**Short problem:**
Rewrite every row below with "marker" swapped for "pin", changing nothing else.
***** Records to process
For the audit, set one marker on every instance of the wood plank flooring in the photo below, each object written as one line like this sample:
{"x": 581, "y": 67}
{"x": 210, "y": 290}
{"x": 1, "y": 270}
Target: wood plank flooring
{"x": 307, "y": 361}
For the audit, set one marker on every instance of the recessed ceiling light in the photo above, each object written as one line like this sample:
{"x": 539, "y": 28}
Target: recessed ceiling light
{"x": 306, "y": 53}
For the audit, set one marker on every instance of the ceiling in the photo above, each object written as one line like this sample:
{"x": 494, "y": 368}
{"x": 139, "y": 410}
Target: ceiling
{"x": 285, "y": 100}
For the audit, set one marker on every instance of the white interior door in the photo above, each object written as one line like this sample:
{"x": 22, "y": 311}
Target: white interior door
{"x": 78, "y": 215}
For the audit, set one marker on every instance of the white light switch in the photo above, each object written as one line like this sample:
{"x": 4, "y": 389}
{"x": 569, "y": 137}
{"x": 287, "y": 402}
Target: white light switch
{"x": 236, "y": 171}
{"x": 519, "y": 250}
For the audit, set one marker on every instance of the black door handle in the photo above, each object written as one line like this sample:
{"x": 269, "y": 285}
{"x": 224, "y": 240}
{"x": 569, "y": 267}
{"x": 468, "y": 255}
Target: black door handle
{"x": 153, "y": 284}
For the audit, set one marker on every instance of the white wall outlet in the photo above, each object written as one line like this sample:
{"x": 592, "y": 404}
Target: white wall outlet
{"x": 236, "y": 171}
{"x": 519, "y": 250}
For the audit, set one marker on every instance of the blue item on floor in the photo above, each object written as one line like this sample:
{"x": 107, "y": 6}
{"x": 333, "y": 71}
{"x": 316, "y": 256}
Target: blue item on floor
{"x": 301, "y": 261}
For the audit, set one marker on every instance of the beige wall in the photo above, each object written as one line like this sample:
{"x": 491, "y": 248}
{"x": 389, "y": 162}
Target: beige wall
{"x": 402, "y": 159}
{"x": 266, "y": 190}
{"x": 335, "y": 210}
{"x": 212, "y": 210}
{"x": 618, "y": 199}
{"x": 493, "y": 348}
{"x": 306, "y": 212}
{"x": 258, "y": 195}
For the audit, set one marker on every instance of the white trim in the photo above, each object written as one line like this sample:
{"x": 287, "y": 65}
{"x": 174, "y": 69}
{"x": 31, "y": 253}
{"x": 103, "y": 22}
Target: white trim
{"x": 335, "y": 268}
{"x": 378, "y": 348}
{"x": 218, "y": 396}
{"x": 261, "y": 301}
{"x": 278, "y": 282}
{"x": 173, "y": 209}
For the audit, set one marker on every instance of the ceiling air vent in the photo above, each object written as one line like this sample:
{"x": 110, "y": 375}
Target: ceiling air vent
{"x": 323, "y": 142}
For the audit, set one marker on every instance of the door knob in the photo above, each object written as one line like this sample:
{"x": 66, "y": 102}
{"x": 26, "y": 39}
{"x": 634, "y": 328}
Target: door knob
**********
**Exercise output:**
For the audit, set one pin on every instance of the wood plank flooring in the photo below, each object written as one line like this sample:
{"x": 581, "y": 67}
{"x": 210, "y": 290}
{"x": 1, "y": 270}
Target: wood plank flooring
{"x": 307, "y": 361}
For the audit, set one pin on every instance of the recessed ceiling light in the photo above, each object written as one line like this sample:
{"x": 539, "y": 28}
Target: recessed ceiling light
{"x": 306, "y": 53}
For the audit, set one pin on every instance of the ceiling in the photo above, each object written as one line like this sample:
{"x": 494, "y": 368}
{"x": 139, "y": 410}
Target: ceiling
{"x": 285, "y": 100}
For the audit, set one pin on every instance of the white interior door in the photo above, each object written as one line like this sample:
{"x": 22, "y": 311}
Target: white interior door
{"x": 78, "y": 215}
For the audit, set one pin on every instance of the white light switch in the photo above, each object written as one line like this sample:
{"x": 4, "y": 389}
{"x": 569, "y": 137}
{"x": 287, "y": 402}
Target: white light switch
{"x": 236, "y": 171}
{"x": 519, "y": 250}
For the audit, set one pin on every instance of the black door handle in the photo above, each object written as one line like this sample:
{"x": 269, "y": 285}
{"x": 224, "y": 240}
{"x": 569, "y": 267}
{"x": 468, "y": 255}
Target: black door handle
{"x": 153, "y": 284}
For the audit, set one pin on every instance of the white wall outlet in the photo above, each object written as one line like this sample:
{"x": 592, "y": 404}
Target: white wall outlet
{"x": 236, "y": 171}
{"x": 519, "y": 250}
For the audit, set one pin on every instance of the blue item on floor in the photo above, each object written as one line like this sample:
{"x": 107, "y": 6}
{"x": 333, "y": 71}
{"x": 316, "y": 256}
Target: blue item on floor
{"x": 301, "y": 261}
For the audit, set one pin on every instance of the beige wall in the photo above, each object written as one line like this sample:
{"x": 491, "y": 248}
{"x": 389, "y": 162}
Target: beige wall
{"x": 402, "y": 159}
{"x": 266, "y": 190}
{"x": 335, "y": 210}
{"x": 212, "y": 210}
{"x": 618, "y": 199}
{"x": 493, "y": 348}
{"x": 306, "y": 212}
{"x": 258, "y": 195}
For the audit, set one pin on every instance of the white trim in the photo above, each object written as one line like this sample:
{"x": 287, "y": 65}
{"x": 174, "y": 69}
{"x": 31, "y": 253}
{"x": 103, "y": 22}
Target: white trim
{"x": 335, "y": 268}
{"x": 378, "y": 348}
{"x": 218, "y": 396}
{"x": 261, "y": 301}
{"x": 278, "y": 282}
{"x": 173, "y": 209}
For the audit, set one pin on every instance of the ceiling air vent in the photo above, each object written as one line like this sample:
{"x": 110, "y": 375}
Target: ceiling air vent
{"x": 323, "y": 142}
For the audit, set one pin on every instance of the door knob in the photo above, each object written as one line like this sample:
{"x": 66, "y": 102}
{"x": 26, "y": 39}
{"x": 634, "y": 328}
Target: door knob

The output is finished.